# [Instruksi dan Ketentuan]
Tuliskan lanjutan teks tentang Pasal 8 ayat (1) UU Pemilu, mulai dari titik teks itu berhenti.

Salah satu varian demokrasi itu adalah ketentuan Pasal 8 ayat (1)
Perubahan atas UU No 10/2008 tentang Pemilu Anggota DPR, DPD, dan DPRD yang
disahkan 12 April 2012. Pasal 8 ayat (1) UU Pemilu yang baru berbunyi,
"Partai politik peserta pemilu pada pemilu terakhir yang memenuhi ambang
batas perolehan suara dari jumlah suara sah secara nasional ditetapkan sebagai
partai politik peserta pemilu pada pemilu berikutnya."
Dengan ketentuan itu, parpol peserta Pemilu 2009, yang memenuhi
ambang batas perolehan suara dari jumlah suara sah nasional (partai parlemen)

# [Data yang Diberikan]
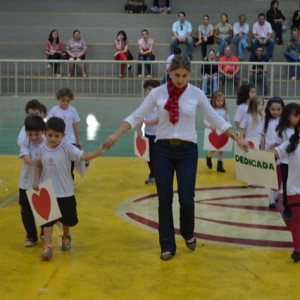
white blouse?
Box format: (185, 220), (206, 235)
(124, 84), (232, 143)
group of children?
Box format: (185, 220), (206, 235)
(18, 80), (300, 262)
(18, 88), (104, 260)
(204, 85), (300, 262)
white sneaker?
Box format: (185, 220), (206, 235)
(24, 238), (36, 247)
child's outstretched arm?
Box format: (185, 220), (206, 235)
(32, 164), (43, 191)
(80, 145), (107, 160)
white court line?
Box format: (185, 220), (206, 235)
(0, 193), (19, 208)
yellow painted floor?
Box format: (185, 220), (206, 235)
(0, 156), (300, 300)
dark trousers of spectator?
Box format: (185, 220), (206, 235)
(272, 23), (282, 45)
(201, 36), (214, 59)
(48, 53), (61, 74)
(280, 164), (290, 211)
(125, 5), (147, 14)
(19, 189), (38, 241)
(249, 73), (269, 96)
(138, 54), (155, 75)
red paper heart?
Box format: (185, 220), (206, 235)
(248, 141), (255, 149)
(135, 137), (147, 156)
(208, 132), (229, 149)
(31, 188), (51, 220)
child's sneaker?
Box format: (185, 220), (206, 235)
(61, 235), (71, 251)
(41, 244), (53, 260)
(24, 238), (36, 247)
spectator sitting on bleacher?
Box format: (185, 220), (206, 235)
(284, 28), (300, 80)
(171, 11), (193, 59)
(44, 29), (63, 78)
(251, 13), (274, 61)
(267, 0), (287, 45)
(138, 29), (155, 78)
(218, 46), (240, 91)
(151, 0), (172, 14)
(201, 49), (218, 95)
(291, 3), (300, 29)
(233, 15), (250, 61)
(195, 15), (214, 60)
(125, 0), (147, 14)
(114, 30), (132, 78)
(163, 47), (181, 83)
(249, 46), (269, 96)
(214, 13), (233, 57)
(66, 29), (87, 77)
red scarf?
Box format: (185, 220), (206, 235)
(164, 80), (187, 125)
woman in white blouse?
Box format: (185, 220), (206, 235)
(104, 54), (247, 260)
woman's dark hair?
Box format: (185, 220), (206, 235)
(270, 0), (279, 9)
(45, 117), (66, 133)
(286, 126), (299, 153)
(236, 84), (255, 105)
(276, 103), (300, 138)
(117, 30), (127, 42)
(48, 29), (59, 44)
(264, 97), (284, 132)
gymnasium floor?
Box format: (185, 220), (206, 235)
(0, 148), (300, 300)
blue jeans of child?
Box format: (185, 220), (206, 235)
(153, 140), (198, 254)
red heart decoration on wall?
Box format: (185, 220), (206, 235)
(248, 141), (255, 149)
(208, 132), (229, 149)
(135, 137), (147, 156)
(31, 188), (51, 220)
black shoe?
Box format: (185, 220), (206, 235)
(185, 238), (197, 251)
(206, 156), (212, 169)
(282, 209), (293, 221)
(291, 251), (300, 262)
(217, 160), (226, 173)
(160, 251), (174, 260)
(145, 177), (155, 184)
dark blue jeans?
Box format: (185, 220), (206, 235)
(153, 140), (198, 254)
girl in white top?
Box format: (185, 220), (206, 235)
(104, 54), (247, 260)
(240, 96), (265, 142)
(204, 91), (229, 173)
(275, 122), (300, 262)
(234, 84), (256, 129)
(260, 97), (284, 208)
(275, 103), (300, 220)
(47, 88), (81, 148)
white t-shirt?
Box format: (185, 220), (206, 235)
(234, 103), (248, 123)
(19, 139), (45, 190)
(240, 113), (264, 140)
(203, 108), (229, 128)
(40, 142), (83, 198)
(262, 117), (280, 150)
(275, 141), (300, 196)
(47, 105), (80, 144)
(125, 83), (232, 143)
(145, 107), (158, 135)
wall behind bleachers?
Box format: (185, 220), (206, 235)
(0, 0), (298, 60)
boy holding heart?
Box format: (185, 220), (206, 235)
(32, 117), (105, 260)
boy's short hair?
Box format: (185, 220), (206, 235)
(41, 103), (47, 116)
(45, 117), (66, 133)
(56, 88), (74, 100)
(143, 79), (160, 89)
(24, 116), (45, 131)
(25, 99), (41, 114)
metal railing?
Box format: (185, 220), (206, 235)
(0, 59), (300, 100)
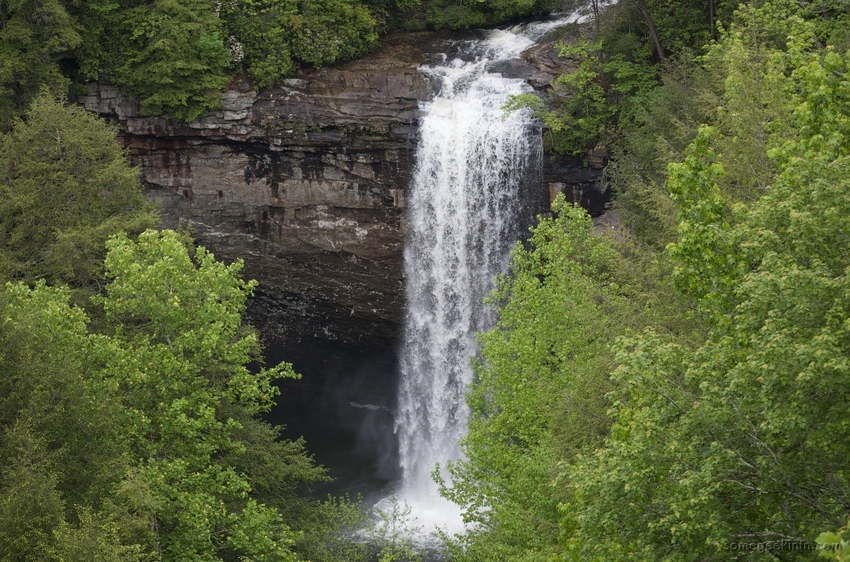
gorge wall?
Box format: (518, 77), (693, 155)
(80, 28), (604, 349)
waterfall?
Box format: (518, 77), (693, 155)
(396, 20), (564, 531)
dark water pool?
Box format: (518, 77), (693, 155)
(266, 332), (399, 501)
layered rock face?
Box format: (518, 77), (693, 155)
(80, 29), (598, 349)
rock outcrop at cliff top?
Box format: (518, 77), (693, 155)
(80, 29), (604, 348)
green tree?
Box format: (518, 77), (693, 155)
(0, 0), (82, 128)
(0, 92), (159, 291)
(99, 231), (302, 560)
(443, 198), (694, 561)
(0, 282), (145, 561)
(115, 0), (232, 121)
(564, 35), (850, 560)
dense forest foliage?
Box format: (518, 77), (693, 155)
(0, 0), (556, 124)
(0, 91), (388, 562)
(442, 0), (850, 562)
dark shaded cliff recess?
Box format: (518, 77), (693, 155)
(80, 28), (598, 349)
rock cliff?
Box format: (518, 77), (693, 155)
(80, 29), (600, 349)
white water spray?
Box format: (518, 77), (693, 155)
(396, 20), (565, 532)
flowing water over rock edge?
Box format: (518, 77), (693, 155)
(390, 13), (568, 546)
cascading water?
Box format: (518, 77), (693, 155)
(396, 16), (564, 532)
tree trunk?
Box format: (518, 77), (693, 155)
(708, 0), (715, 38)
(637, 0), (667, 62)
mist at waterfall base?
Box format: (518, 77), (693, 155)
(388, 17), (560, 534)
(269, 18), (569, 542)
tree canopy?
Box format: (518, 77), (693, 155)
(443, 0), (850, 562)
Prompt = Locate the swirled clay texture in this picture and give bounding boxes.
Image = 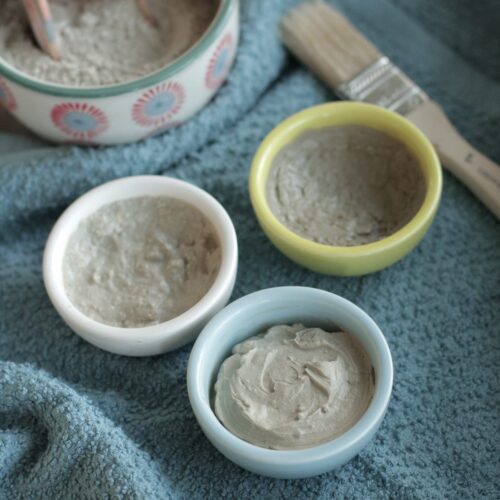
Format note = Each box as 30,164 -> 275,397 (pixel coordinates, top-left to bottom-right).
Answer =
63,196 -> 221,328
267,125 -> 425,246
215,324 -> 374,450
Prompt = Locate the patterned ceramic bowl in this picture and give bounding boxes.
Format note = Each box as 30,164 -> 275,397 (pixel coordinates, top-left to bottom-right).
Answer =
0,0 -> 239,145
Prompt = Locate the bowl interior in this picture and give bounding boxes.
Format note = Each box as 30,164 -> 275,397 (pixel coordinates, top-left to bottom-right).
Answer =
188,287 -> 392,454
250,102 -> 441,255
44,176 -> 237,339
0,0 -> 234,98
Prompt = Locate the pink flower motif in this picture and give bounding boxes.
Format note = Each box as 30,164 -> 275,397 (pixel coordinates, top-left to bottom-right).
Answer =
205,33 -> 234,90
132,82 -> 186,127
0,77 -> 17,111
50,102 -> 109,142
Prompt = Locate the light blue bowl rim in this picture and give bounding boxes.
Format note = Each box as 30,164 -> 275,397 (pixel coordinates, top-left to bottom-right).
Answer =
0,0 -> 234,98
187,286 -> 393,467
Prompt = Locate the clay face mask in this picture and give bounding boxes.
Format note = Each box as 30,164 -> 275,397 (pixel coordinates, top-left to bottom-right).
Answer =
267,125 -> 425,246
214,324 -> 374,450
0,0 -> 220,87
63,197 -> 221,327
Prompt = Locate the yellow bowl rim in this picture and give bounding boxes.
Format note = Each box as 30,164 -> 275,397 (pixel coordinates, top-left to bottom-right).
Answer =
249,102 -> 443,258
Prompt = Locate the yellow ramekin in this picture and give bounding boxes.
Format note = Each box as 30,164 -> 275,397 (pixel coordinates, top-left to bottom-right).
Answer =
249,102 -> 443,276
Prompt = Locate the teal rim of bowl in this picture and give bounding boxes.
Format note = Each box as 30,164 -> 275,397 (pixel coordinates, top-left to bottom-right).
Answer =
0,0 -> 234,98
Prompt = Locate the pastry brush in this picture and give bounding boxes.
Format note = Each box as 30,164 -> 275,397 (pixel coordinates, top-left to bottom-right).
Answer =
281,1 -> 500,218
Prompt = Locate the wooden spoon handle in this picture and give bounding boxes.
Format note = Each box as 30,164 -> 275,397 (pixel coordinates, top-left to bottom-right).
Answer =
23,0 -> 61,60
406,101 -> 500,219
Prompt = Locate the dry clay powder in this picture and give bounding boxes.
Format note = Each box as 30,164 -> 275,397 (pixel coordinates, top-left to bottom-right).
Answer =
63,196 -> 221,327
267,125 -> 425,246
0,0 -> 219,87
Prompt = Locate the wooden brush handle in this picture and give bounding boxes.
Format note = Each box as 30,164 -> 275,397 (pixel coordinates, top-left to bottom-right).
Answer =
406,101 -> 500,219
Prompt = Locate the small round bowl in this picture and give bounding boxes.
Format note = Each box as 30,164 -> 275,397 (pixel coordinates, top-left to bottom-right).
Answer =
0,0 -> 239,145
249,102 -> 442,276
187,287 -> 393,479
43,175 -> 238,356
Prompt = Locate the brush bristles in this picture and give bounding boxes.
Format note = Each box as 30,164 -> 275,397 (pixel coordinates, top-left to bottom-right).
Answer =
281,1 -> 382,89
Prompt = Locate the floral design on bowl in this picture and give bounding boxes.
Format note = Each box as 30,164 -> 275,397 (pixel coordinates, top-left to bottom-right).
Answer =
132,82 -> 186,127
50,102 -> 109,142
205,33 -> 234,89
0,78 -> 17,111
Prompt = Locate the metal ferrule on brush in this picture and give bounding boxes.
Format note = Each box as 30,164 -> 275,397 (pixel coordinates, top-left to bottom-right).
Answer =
335,57 -> 428,115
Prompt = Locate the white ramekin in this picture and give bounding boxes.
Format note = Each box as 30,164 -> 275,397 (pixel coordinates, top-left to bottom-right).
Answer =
43,176 -> 238,356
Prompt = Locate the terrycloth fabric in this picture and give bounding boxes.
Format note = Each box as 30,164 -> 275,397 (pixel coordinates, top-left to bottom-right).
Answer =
0,0 -> 500,499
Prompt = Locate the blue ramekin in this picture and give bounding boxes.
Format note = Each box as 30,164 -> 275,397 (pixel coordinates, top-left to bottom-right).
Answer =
187,287 -> 393,479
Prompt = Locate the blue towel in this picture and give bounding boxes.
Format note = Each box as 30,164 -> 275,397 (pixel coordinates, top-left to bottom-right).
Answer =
0,0 -> 500,499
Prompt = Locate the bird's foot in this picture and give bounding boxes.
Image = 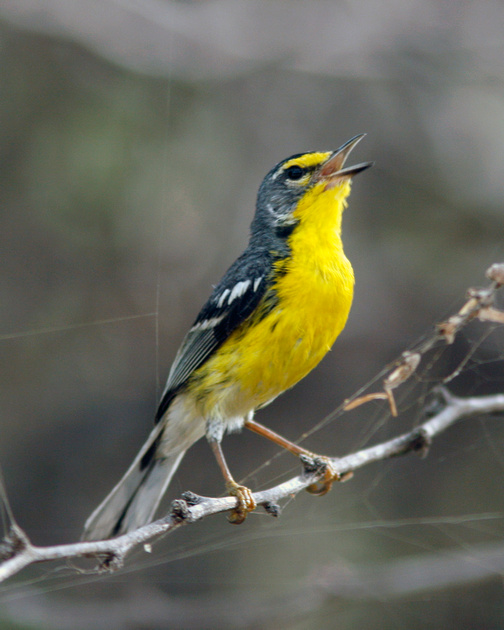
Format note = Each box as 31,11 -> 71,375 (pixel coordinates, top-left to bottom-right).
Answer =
299,455 -> 352,497
226,481 -> 257,525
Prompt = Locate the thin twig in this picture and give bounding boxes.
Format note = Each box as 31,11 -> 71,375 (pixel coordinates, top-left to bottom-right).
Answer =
0,390 -> 504,582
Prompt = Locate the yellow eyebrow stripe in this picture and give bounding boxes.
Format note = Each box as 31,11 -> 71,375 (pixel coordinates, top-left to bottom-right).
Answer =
282,151 -> 331,171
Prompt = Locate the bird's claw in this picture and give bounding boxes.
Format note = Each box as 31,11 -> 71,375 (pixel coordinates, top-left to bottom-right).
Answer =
227,482 -> 257,525
300,455 -> 352,497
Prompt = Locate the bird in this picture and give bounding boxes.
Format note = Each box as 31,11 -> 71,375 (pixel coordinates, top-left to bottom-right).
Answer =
82,134 -> 373,540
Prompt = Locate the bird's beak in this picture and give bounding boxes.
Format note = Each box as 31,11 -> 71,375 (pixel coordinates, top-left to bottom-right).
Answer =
317,133 -> 374,190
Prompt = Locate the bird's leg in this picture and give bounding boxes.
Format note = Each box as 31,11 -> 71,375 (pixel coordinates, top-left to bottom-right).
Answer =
245,418 -> 341,496
208,439 -> 256,525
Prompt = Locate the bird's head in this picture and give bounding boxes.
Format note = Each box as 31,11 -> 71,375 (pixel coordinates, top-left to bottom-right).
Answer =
252,134 -> 373,238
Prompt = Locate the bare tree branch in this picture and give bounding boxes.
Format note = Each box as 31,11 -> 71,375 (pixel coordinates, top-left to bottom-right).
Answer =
0,392 -> 504,581
0,264 -> 504,582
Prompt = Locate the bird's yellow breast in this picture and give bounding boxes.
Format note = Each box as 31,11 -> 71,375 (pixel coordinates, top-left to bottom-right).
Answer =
193,181 -> 354,418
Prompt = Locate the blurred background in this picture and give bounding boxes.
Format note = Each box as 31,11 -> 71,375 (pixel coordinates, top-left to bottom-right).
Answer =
0,0 -> 504,630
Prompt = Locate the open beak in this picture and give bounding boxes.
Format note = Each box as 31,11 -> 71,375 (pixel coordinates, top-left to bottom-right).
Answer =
317,133 -> 374,190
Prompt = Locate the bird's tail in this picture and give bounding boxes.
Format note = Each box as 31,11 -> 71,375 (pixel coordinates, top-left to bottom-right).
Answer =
82,422 -> 185,540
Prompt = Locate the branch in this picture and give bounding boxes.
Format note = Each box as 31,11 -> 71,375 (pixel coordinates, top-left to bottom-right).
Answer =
0,390 -> 504,582
0,264 -> 504,582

# [Jawaban Berikut]
otomatis jadi parpol peserta pemilu pada pemilu berikutnya. Ketentuan Pasal 8
ayat (1) dan ayat (2) UU Pemilu yang baru jelas mengatur tentang parpol peserta
pemilu dengan perlakuan hukum yang berbeda atau diskriminatif, antara partai
parlemen dengan parpol yang tidak memenuhi ambang batas perolehan suara pada
pemilu sebelumnya atau parpol baru (partai nonparlemen). Pasal 8 ayat (1)
memberikan privilese kepada partai parlemen: otomatis menjadi partai peserta
pemilu berikutnya tanpa perlu memenuhi persyaratan dalam Pasal 8 ayat (2) bagi
partai nonparlemen.
Hukum dalam suatu masyarakat yang beradab tidak boleh mengandung
penyakit diskriminasi. Karena itu, dalam hukum dikenal asas lex non distinguitur nos non distinguere
debemus--hukum tidak membedakan dan karena itu kita tidak harus membedakan.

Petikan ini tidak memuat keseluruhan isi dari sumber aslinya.